== Texte proposé ==

Le décès de la mère pendant les premières années de vie d'un enfant implique la disparition de son principal dispensateur de soins mais il compromet aussi la réalisation de ses besoins fondamentaux tels que l'accès aux soins de santé, l'accès à une nutrition suffisante, etc. D'une façon générale, pour un enfant rendu orphelin et/ou vulnérable par le VIH/SIDA, la perte de l'un ou de ses deux parents affecte toutes les dimensions de sa vie: son équilibre émotionnel, sa sécurité physique, son développement mental, sa santé, etc. Le décès des parents prive totalement ou partiellement l'enfant de ses droits à vivre dans un cadre familial et à être protégé contre la violence, la maltraitance, l’exploitation, la stigmatisation et la discrimination. Lorsque les parents qui s'occupent d'un enfant tombent malades du sida et en meurent, il est un autre droit de cet enfant qui se trouve généralement compromis: le droit à l'éducation. De nombreux orphelins du SIDA sont en effet contraints de quitter prématurément l'école faute de soutien financier ou parce qu'ils sont appelés à assurer la subsistance des autres membres de leur famille en l'absence de leurs parents. De constat général, quand le Sida s'infiltre dans une famille en faisant disparaître un ou les deux parents, il exacerbe la pauvreté dans cette famille et aggrave le risque que courent les enfants de se livrer à des activités illicites ou répréhensibles.
Une réalité à laquelle les familles élargies aux prises avec le sida doivent faire face est la prise en charge des enfants orphelins. Etant donné leur nombre croissant et les craintes que suscite généralement l’infection à VIH, peu de ménages du cercle familial acceptent de les accueillir. Dans un grand nombre de sociétés africaines, ce sont les grands-parents qui sont sollicités pour cet accueil. Avec la propagation rapide du sida que connaît l’Afrique, la pratique familiale de prise en charge ou d’hébergement des enfants orphelins par la parenté atteint ses limites. Face à ces réticences de leurs propre parenté à leur assurer l’hébergement et la protection, et à la rareté des institutions ou structures publiques susceptibles d’accueillir ces enfants, le devenir de ces enfants rendus orphelins par l’épidémie de sida pose une question cruciale aux sociétés.

===

▶ Exercice
Recopiez le passage du texte qui commence aux mots « Une réalité à » et s'arrête après les mots « cruciale aux sociétés. ». Appuyez-vous uniquement sur le texte.

== Extraits de données ==

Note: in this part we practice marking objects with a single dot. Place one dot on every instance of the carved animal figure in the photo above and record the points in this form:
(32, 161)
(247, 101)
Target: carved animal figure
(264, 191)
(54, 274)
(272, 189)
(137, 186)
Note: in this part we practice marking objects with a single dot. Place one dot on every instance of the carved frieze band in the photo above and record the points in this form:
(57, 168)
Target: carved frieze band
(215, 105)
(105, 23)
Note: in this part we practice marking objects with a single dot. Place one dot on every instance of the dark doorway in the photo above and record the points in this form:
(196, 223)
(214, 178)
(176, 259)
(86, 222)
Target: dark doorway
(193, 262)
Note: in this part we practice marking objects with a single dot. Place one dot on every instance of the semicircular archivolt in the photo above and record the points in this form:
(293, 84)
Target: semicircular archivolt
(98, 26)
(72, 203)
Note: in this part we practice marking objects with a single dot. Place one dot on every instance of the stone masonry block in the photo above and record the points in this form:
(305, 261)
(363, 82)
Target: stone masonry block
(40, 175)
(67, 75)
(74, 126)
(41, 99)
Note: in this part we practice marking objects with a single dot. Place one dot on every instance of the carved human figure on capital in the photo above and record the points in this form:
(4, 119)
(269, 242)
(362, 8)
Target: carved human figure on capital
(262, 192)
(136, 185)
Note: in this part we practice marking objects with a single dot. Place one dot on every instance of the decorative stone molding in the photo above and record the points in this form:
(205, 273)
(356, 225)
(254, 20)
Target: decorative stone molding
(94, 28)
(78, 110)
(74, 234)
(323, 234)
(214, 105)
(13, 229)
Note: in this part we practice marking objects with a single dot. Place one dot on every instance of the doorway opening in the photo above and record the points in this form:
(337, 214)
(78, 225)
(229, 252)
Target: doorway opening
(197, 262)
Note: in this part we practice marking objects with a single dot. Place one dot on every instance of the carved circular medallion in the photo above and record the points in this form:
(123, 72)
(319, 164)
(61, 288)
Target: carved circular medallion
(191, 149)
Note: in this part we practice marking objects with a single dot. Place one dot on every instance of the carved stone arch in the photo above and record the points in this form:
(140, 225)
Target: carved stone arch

===

▶ Corrigé
Une réalité à laquelle les familles élargies aux prises avec le sida doivent faire face est la prise en charge des enfants orphelins. Etant donné leur nombre croissant et les craintes que suscite généralement l’infection à VIH, peu de ménages du cercle familial acceptent de les accueillir. Dans un grand nombre de sociétés africaines, ce sont les grands-parents qui sont sollicités pour cet accueil. Avec la propagation rapide du sida que connaît l’Afrique, la pratique familiale de prise en charge ou d’hébergement des enfants orphelins par la parenté atteint ses limites. Face à ces réticences de leurs propre parenté à leur assurer l’hébergement et la protection, et à la rareté des institutions ou structures publiques susceptibles d’accueillir ces enfants, le devenir de ces enfants rendus orphelins par l’épidémie de sida pose une question cruciale aux sociétés.